DO THIS: Convert the lines below into a numbered list, leaving out any blank lines. Do not include the pictures in your answer.

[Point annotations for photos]
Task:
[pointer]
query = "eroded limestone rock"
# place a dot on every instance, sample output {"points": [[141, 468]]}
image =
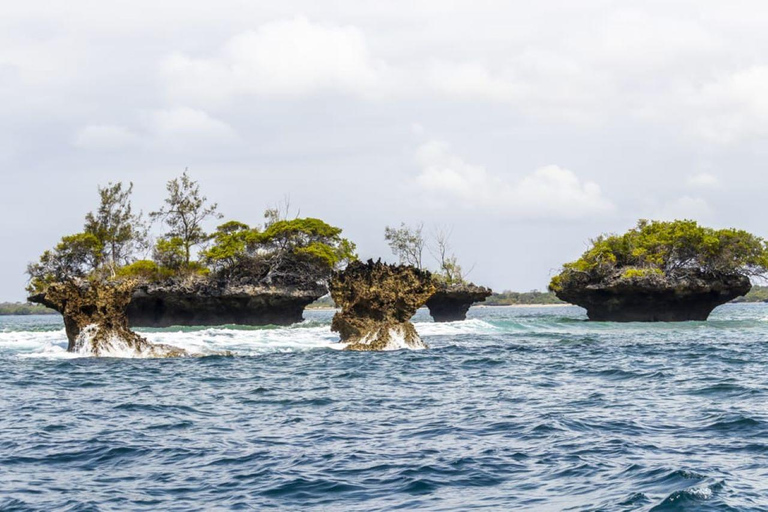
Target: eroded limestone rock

TASK SOLUTION:
1. Task:
2. [pointer]
3. query = "eroded limestone rock"
4. # place a dot on every instance, sample output {"points": [[141, 468]]}
5. image =
6. Target: eroded limestone rock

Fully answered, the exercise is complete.